Instrument independence is further facilitated by long, overlapping terms for members of the monetary policy committee; by limited opportunities for reappointment; and by committee members not being subject to removal except for cause--where "cause" refers to fraud or other personal misconduct but explicitly excludes differences in judgment about policy. An intangible contributor to independence, but arguably the most important, is the appointment of a capable, respected, politically astute, and "independent minded" chairman.

A third important protection of independence is achieved by freeing the central bank from the appropriations process. Many central banks have been granted the seignorage function--issuing currency for the government--and cover the cost of their operations from the earnings on their portfolio of government securities acquired in the process, returning the excess to the government.

Finally, it is critically important to ensure that the central bank will not be required to directly underwrite government debt. As I noted above, the Treasury or Finance Ministry will have an incentive to keep interest rates low to reduce the cost of servicing the government debt. Indeed, perhaps the first principle of central bank independence is independence from the fiscal authority.

If independence is also defined in terms of assuring the ability and commitment of the central bank to achieve price stability, this commitment can be protected by an explicit price stability mandate from the government. That is, a government that explicitly imposes this mandate is less likely to interfere in a central bank's pursuit of this objective. Independence, by this definition, is viewed as greatest if price stability is the exclusive objective of monetary policy, or at least the principal objective.

Empirical Studies of the Relative Independence of CentralBanks
Studies of the economic consequences of central bank independence typically estimate the economic effects by first deriving quantitative measures of the relative independence of central banks and then estimating how this measure is correlated with average inflation, inflation variability, and real economic performance. Reviewing three of these studies will help to better understand the meaning and sources of central bank independence and perhaps provide at least some insights into how the Federal Reserve ranks relative to other central banks in terms of independence.

Bade and Parkin (1988) ranked the political independence of twelve industrial country central banks on the basis of answers to questions such as Is the bank the final policy authority? and Is there no government official (with or without voting power) on the bank board? Grilli, Masciandro, and Tabellini (1991) also incorporated information on the length of terms of monetary policy committee members and on policy goals of the central bank with respect to monetary policy, specifically whether there is a mandate for monetary stability (including money growth or price stability objectives). Cukierman (1992) also takes into account restrictions on the ability of the public sector to borrow from the central bank. A central bank is more independent if it is protected, for example, from directly underwriting the government debt.

**Data entries**
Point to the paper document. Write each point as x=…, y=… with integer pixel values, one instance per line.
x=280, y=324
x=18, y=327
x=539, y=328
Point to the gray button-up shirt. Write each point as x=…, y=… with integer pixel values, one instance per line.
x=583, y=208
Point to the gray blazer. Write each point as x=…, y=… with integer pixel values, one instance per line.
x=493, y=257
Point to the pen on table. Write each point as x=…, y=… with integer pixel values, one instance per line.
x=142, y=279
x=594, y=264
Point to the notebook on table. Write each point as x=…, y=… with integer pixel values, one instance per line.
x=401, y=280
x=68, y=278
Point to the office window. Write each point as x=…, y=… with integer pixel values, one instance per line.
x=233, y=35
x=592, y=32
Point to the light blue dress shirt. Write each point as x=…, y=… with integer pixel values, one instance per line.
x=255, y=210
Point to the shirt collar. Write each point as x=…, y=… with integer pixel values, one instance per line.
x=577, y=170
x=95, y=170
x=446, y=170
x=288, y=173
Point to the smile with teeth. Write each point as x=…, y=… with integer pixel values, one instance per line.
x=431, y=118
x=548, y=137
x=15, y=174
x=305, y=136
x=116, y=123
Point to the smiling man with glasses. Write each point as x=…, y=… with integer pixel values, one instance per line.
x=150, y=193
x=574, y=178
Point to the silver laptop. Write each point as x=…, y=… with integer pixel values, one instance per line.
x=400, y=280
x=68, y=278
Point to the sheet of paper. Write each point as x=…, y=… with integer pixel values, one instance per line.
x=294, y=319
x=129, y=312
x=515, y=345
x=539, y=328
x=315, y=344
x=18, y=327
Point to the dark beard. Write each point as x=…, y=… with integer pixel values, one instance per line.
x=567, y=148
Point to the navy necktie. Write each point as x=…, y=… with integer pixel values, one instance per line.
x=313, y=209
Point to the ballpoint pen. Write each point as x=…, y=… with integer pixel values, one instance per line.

**Exercise instructions**
a – Decide whether each statement agrees with the passage on central bank independence. Answer yes or no, and quote the deciding words from the passage.
(i) Members of the monetary policy committee may be removed for differences in judgment about policy.
(ii) Bade and Parkin ranked the political independence of twelve industrial country central banks.
(iii) Central banks that hold the seignorage function keep all the earnings from their portfolio of government securities.
b – Answer these questions from the passage on central bank independence.
(i) What does the passage call perhaps the first principle of central bank independence?
(ii) Which study takes into account restrictions on the ability of the public sector to borrow from the central bank?
(iii) What is the function of issuing currency for the government called?

**Outputs for the tasks**
a –
(i) No: "explicitly excludes differences in judgment about policy"
(ii) Yes: "ranked the political independence of twelve industrial country central banks"
(iii) No: "returning the excess to the government"

b –
(i) Independence from the fiscal authority
(ii) Cukierman (1992)
(iii) The seignorage function